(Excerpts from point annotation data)
◇ ◇ ◇ ◇ ◇

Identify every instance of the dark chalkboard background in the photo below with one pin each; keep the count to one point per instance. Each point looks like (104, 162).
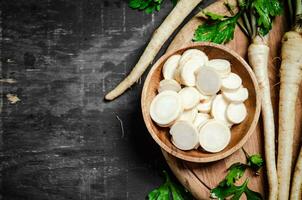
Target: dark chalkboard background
(62, 141)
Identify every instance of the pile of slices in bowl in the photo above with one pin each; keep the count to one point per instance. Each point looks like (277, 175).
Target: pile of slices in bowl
(199, 100)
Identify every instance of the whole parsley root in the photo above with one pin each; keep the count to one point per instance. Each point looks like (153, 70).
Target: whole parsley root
(291, 75)
(182, 9)
(256, 22)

◇ ◇ ◇ ◇ ◇

## GIVEN PROBLEM
Repeat everything from the line containing "Identify every instance of the pile" down to the end of the entries, copying each line exactly.

## CORRECT RESULT
Identify every instance of the pile of slices in bowl in the photo above with one pin each; keep the count to one point per instance. Each point looks like (277, 175).
Target: pile of slices in bowl
(199, 100)
Identify every instance of the whole parsley root in the photo above with one pin each; keep the count to one point per instance. Each point looks like (153, 70).
Target: whole parsley root
(291, 75)
(182, 9)
(256, 22)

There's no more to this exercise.